▸ FRAGMENTO EXTRAÍDO
Al cabo de dos días, ella le envió un mensaje, recuerda Biel, que venía a decir que no lo conocía apenas, pero que le parecía un “tío guay”. Animado, la llamó para invitarla a una fiesta que se celebraba en la finca de Valent, en la que Valent, March y sus amigos estarían podando las viñas todo el día. Cuando terminó de trabajar, la fue a recoger. La situación no era del todo cómoda, recuerda March. “Nos habíamos visto una hora, rodeados de gente, bebidos, de noche…”, dice. ¿Se acordarían bien el uno del otro? Para quitar hierro, los dos pusieron gesto de asombro al encontrarse ya sobrios, de día, para acudir a la fiesta juntos. “Iba a ir con una amiga, pero se fue a Ibiza”, recuerda Sylvia.
Los amigos de March esperaban esa noche “a la amiga de Biel”. Con una comida muy mallorquina: cabrito y porcella (lechona). Y con todos sentados en la mesa para dar cuenta del menú, Sylvia se presentó: “Yo es que soy vegetariana”. Un hombre mayor se levantó rápidamente: “Pues no hay ningún problema, yo me voy a un restaurante y traigo unas verduras”. Volvieron juntos en coche. Y ella, al despedirse, le dijo: “¿Puedo darte un beso?”. “Yo no soy nada proactivo”, dice él. “Eso a mí me gusta”, dice ella. Y empezó esta historia.

▸ REQUISITOS DEL PROBLEMA
Por favor, copia literalmente la parte del fragmento anterior sobre Sylvia y March que empieza con las palabras que contienen "Los amigos de" y termina con "empezó esta historia.".

▸ DATOS PROPORCIONADOS
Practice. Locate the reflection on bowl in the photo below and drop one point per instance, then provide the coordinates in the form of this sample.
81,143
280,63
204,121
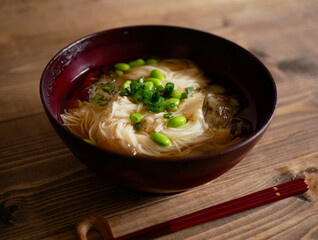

▸ RESPUESTA
Los amigos de March esperaban esa noche “a la amiga de Biel”. Con una comida muy mallorquina: cabrito y porcella (lechona). Y con todos sentados en la mesa para dar cuenta del menú, Sylvia se presentó: “Yo es que soy vegetariana”. Un hombre mayor se levantó rápidamente: “Pues no hay ningún problema, yo me voy a un restaurante y traigo unas verduras”. Volvieron juntos en coche. Y ella, al despedirse, le dijo: “¿Puedo darte un beso?”. “Yo no soy nada proactivo”, dice él. “Eso a mí me gusta”, dice ella. Y empezó esta historia.